A dense (fully connected) layer.

Parameters:
  • from_size (int)

  • to_size (int)

  • name (str | None)

weights

The weight matrix.

Type:

Tensor

from_size

Input size.

Type:

int

to_size

Output size.

Type:

int

name

Optional name for the layer.

Type:

str | None

forward(tensor)[source]

Perform the forward pass of the dense layer.

Parameters:

tensor (Tensor) – Input tensor.

Returns:

Output of the dense layer.

Return type:

Tensor

from_gpu()[source]

Move the layer from GPU to CPU.

Returns:

The layer itself.

Return type:

Dense

from_size: int
grad_back_fn(grad)[source]

Compute gradients with respect to input.

Parameters:

grad (Tensor) – Gradient from the next layer.

Returns:

Gradient with respect to input.

Return type:

Tensor

name: str | None
to_gpu(device=0)[source]

Move the layer to GPU.

Parameters:

device (int) – The GPU device number. Defaults to 0.

Returns:

The layer itself.

* * * *

[LIST OF TASKS]
**a.** In the dense layer documentation, what device number does to_gpu use by default?
**b.** Output a verbatim passage of the dense layer documentation: begin at "Gradient with respect" and stop after "Defaults to 0.".

[DATA RECORDS]
* * * *

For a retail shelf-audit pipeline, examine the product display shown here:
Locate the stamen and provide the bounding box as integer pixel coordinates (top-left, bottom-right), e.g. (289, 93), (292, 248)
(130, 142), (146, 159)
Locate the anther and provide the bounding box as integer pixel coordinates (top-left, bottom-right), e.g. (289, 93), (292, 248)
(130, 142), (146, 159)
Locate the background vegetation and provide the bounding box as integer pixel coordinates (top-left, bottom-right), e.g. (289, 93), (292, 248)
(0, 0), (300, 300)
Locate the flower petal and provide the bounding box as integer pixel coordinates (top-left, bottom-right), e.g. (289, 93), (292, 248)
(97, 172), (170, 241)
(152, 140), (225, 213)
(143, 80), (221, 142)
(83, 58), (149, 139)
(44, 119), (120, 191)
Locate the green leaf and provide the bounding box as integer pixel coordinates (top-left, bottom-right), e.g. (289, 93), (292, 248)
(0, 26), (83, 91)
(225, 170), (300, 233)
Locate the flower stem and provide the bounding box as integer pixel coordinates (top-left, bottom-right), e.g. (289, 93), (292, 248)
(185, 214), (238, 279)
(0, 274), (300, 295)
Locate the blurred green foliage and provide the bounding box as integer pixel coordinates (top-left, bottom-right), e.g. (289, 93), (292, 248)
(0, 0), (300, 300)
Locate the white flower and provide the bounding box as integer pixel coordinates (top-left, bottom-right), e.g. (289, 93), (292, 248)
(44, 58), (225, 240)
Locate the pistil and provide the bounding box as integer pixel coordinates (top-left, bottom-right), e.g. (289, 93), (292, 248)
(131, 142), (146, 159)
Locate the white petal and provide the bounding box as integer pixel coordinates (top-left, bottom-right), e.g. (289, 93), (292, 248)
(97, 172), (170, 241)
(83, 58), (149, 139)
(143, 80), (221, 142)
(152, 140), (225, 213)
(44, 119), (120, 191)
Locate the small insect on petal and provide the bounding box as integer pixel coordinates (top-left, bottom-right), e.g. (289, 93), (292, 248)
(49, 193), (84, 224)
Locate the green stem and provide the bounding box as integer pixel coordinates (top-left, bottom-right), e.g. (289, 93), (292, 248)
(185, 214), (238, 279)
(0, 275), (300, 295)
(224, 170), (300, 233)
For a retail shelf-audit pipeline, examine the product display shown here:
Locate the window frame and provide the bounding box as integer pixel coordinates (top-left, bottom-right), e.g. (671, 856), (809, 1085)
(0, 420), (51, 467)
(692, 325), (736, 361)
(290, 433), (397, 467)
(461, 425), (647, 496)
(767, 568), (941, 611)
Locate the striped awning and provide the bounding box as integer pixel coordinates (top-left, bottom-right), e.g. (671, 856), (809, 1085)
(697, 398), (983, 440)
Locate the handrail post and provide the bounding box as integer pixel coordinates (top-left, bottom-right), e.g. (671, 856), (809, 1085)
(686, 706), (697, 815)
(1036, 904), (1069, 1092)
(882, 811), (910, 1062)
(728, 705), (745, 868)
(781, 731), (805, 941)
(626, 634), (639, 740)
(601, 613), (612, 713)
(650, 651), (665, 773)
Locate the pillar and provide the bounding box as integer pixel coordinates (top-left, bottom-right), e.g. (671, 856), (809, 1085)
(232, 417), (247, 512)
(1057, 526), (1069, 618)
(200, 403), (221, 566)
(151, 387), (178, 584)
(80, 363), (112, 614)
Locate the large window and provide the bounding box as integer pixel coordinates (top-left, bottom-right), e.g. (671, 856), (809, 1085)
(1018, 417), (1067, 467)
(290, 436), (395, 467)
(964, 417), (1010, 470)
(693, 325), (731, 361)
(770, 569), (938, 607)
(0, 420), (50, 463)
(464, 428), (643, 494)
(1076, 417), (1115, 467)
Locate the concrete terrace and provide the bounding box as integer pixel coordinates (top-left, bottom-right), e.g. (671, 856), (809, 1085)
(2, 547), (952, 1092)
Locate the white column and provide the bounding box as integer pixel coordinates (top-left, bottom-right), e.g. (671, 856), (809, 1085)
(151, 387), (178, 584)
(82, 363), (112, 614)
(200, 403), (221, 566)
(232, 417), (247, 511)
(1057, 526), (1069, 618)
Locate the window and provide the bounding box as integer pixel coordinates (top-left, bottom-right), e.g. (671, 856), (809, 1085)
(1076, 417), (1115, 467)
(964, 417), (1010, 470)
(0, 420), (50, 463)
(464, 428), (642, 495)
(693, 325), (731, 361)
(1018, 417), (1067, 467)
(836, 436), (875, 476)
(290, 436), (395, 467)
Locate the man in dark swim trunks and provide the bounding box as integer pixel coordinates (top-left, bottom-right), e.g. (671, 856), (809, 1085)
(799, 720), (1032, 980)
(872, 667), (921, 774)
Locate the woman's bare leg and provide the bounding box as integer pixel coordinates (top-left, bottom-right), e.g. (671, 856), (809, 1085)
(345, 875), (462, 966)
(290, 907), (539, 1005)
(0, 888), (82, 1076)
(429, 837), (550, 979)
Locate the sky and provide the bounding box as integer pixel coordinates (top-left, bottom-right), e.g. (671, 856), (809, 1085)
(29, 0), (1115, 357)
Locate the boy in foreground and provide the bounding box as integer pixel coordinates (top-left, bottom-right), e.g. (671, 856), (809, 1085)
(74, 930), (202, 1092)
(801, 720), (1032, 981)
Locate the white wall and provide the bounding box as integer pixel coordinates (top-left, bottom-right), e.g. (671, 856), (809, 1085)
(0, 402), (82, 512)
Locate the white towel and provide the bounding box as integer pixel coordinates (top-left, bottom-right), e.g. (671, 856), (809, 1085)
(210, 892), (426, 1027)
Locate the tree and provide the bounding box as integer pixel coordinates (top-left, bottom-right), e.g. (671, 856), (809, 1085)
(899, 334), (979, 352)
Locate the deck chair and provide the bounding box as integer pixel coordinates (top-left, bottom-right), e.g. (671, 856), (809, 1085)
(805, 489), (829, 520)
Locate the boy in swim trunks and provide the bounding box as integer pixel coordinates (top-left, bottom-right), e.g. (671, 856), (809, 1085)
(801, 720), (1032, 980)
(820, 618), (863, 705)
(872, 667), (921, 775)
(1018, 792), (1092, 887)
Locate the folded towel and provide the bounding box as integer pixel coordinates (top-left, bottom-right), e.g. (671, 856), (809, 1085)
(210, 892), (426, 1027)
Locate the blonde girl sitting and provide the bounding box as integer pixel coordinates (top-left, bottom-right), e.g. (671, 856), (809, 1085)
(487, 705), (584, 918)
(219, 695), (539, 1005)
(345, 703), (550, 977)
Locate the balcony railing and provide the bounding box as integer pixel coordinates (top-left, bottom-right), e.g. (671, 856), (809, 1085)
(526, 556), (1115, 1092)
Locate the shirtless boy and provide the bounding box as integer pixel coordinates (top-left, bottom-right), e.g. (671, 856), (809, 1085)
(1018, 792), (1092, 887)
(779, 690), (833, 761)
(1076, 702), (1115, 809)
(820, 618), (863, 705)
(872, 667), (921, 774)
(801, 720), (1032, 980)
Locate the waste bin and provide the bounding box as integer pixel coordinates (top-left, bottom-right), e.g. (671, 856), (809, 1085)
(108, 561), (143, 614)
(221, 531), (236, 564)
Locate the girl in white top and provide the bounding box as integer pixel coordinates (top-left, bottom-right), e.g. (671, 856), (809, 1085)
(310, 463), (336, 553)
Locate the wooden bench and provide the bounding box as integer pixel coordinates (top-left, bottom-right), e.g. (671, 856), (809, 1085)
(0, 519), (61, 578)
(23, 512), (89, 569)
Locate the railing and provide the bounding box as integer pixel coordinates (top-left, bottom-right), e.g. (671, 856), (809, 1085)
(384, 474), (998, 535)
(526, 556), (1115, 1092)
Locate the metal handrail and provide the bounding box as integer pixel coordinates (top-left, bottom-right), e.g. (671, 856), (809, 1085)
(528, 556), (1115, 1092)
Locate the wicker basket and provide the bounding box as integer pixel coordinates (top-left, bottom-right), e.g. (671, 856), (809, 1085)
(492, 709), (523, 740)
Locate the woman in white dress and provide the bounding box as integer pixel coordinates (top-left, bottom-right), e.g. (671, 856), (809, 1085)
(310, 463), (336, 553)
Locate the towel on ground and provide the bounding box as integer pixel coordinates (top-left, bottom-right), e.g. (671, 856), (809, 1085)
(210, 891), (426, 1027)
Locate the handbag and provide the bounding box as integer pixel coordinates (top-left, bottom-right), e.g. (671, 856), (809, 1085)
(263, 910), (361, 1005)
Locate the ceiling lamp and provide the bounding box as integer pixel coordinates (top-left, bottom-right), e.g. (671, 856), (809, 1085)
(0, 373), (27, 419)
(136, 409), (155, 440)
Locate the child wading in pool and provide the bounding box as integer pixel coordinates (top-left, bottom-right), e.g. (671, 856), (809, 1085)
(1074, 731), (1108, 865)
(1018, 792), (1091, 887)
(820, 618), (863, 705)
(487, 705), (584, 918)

* * * *

[PER-TASK OUTPUTS]
**a.** 0

**b.**
Gradient with respect to input.

Return type:

Tensor

name: str | None
to_gpu(device=0)[source]

Move the layer to GPU.

Parameters:

device (int) – The GPU device number. Defaults to 0.